**EXCERPT PROVIDED:**
----
Setting the state to "maint" disables any traffic
  to the server as well as any health checks. This is the equivalent of the
  "disable server" command. Setting the mode to "drain" only removes the server
  from load balancing but still allows it to be checked and to accept new
  persistent connections. Changes are propagated to tracking servers if any.

Since this seems a bit vague, I stepped into the rabbit hole of looking at the code of haproxy. I found
1385e33eb089093dbc970dbc2759d2969ae533c5 which fixed a bug in september 2024.
OCP4 is using ancient versions of haproxy, for example: https://docs.redhat.com/en/documentation/openshift_container_platform/4.16/html/release_notes/ocp-4-16-release-notes

This might explain articles like https://medium.com/@ushaushraghunath/haproxy-maint-vs-drain-what-really-happens-to-connections-and-api-requests-6c3da376c299 or https://serverfault.com/questions/705991/haproxy-how-to-prepare-a-server-maintenance-without-kicking-app-sessions that go into the same direction as this PR.

In any case, I still think drain is the correct path forward because of long sticky sessions. Were those part of your tests?

jcmoraisjr · 2026-04-06T17:50:28Z

Hi @christf, the reason of putting a server in maintenance/drain mode is that the underlying endpoint is not available anymore, either due to a scale-in operation, a rolling update or so. Our best option would be to remove the server instead, but this API wasn't available when DCM was developed.

The difference from maint and drain, according to the management doc you pointed, is that the former removes the server from the balancing, while the later also removes but adds an exception for clients whose cookie/sticky session/persistent connection points to it. I also agree that the later could be better for persistent connections, but this is not an option for us since the endpoint should be dead in a moment - and maybe it should already be dead when this api call is made to HAProxy.

From my understanding, what Willy fixed was the ability to redistribute new connections from the queue to new servers. Since it is from the queue, it's not about in flight connections, but instead new ones from clients waiting for a chance to connect to that (persistent) backend server. This is indeed a desirable fix to improve resilience in case of slow backends/small backend server maxconn. This is not related with in flight connections.

Last but not least, the enable/disable api call approach is dated and needs an update, we are working on add/del api calls instead, making the enable/disable calls deprecated and probably going to be removed. That said, even if drain would be an option for us, it should be going to be removed in the next release.
----
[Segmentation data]

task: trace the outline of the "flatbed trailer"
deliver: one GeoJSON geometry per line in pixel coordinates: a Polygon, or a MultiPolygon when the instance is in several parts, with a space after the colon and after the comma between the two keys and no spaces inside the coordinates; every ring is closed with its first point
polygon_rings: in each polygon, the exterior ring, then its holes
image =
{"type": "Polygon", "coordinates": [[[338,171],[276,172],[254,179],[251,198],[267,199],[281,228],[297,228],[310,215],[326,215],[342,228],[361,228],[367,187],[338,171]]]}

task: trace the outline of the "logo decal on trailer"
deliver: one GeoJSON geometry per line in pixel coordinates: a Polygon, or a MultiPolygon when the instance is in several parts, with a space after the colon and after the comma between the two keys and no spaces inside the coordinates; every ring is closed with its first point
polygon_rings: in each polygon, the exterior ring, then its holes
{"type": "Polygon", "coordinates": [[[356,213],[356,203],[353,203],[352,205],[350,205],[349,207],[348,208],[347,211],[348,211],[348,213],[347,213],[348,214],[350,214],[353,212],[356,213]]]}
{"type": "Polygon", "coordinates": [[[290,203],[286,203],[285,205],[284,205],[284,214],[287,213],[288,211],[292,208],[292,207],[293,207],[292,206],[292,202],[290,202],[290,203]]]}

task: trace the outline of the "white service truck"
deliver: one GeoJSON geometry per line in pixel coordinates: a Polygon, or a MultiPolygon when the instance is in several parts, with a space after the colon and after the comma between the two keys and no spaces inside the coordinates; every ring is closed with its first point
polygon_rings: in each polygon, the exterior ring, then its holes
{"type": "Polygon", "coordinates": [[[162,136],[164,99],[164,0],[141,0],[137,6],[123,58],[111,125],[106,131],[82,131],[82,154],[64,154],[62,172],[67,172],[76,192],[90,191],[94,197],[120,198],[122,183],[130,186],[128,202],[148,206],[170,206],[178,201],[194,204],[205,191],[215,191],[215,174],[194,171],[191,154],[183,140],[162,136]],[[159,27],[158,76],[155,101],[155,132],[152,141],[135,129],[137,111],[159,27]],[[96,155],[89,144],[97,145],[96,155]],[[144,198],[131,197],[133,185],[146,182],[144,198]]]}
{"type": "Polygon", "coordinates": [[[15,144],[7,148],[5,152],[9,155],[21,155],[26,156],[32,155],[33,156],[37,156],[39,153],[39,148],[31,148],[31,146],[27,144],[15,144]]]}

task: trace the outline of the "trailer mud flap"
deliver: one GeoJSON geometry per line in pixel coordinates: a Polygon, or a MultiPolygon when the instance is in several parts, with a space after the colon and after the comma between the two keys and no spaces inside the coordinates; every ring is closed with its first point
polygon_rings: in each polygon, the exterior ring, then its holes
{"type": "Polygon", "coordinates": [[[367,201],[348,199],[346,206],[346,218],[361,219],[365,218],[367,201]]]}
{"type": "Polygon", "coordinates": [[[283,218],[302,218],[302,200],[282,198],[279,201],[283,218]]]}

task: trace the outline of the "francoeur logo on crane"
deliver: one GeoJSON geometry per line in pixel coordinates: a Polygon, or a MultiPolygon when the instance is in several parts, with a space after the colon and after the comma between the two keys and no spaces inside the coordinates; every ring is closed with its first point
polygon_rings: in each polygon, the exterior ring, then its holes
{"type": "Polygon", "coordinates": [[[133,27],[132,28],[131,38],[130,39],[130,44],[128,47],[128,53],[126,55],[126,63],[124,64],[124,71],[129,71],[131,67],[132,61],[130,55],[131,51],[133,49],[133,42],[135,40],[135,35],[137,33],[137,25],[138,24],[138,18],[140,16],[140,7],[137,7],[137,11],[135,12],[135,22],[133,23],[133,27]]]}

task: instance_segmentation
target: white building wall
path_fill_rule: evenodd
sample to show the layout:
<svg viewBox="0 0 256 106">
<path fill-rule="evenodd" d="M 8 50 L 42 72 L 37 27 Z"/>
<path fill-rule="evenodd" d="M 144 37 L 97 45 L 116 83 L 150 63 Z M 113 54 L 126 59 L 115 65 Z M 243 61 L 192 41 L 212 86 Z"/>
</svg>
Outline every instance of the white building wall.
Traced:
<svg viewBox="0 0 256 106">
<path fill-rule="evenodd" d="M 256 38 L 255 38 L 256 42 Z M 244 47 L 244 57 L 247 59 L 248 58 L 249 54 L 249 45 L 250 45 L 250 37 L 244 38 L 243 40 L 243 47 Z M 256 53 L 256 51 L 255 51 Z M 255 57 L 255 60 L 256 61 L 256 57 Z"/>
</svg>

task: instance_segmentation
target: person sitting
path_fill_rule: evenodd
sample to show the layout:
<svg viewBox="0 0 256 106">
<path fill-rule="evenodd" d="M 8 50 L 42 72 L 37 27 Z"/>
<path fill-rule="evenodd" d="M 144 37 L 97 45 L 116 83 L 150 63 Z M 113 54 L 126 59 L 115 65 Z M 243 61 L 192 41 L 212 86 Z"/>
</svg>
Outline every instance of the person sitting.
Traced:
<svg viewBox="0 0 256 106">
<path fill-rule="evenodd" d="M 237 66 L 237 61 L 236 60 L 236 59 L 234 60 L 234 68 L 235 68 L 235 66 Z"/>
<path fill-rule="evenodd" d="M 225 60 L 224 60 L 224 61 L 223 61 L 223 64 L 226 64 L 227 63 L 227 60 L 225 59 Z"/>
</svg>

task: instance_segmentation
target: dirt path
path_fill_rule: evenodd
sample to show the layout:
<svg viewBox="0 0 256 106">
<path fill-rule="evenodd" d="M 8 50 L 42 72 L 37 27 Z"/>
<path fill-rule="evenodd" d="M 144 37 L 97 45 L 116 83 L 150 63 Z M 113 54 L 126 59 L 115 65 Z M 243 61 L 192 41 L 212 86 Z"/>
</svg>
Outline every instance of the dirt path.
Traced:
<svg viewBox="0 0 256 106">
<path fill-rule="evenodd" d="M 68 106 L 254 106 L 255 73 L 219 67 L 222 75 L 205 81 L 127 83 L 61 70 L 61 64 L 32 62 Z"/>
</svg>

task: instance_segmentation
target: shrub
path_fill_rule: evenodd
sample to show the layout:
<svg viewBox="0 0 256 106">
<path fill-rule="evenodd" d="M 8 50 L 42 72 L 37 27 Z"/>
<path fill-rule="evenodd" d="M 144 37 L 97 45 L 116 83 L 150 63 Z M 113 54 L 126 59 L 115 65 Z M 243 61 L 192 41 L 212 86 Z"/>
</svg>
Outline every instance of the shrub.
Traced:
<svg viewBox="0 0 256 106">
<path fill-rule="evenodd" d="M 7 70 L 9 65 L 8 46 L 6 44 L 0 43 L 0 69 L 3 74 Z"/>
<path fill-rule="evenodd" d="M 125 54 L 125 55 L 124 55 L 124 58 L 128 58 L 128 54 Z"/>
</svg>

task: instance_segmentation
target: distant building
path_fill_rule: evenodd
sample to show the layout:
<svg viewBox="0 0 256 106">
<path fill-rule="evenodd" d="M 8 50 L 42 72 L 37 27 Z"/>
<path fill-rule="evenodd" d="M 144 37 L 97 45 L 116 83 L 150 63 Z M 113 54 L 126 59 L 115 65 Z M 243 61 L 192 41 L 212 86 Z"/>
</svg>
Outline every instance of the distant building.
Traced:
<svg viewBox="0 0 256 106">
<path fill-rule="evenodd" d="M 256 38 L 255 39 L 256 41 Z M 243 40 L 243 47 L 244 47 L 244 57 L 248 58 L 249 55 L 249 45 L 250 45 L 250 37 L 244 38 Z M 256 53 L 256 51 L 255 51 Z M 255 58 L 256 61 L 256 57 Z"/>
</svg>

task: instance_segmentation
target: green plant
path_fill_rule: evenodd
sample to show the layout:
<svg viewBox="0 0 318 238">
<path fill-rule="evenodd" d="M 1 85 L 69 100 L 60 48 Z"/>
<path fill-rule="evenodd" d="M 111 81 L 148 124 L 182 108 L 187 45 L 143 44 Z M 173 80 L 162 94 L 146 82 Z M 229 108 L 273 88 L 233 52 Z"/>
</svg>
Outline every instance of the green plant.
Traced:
----
According to the HAProxy thread, why is drain mode not an option for jcmoraisjr's team, even though it might suit persistent connections better? Answer in one to three sentences. The items are separate material and aren't part of the HAProxy thread.

**RIGHT ANSWER:** The endpoint behind the server is expected to be dead in a moment, and it may already be dead when the API call reaches HAProxy. Keeping that server available for clients with sticky sessions therefore makes no sense for them.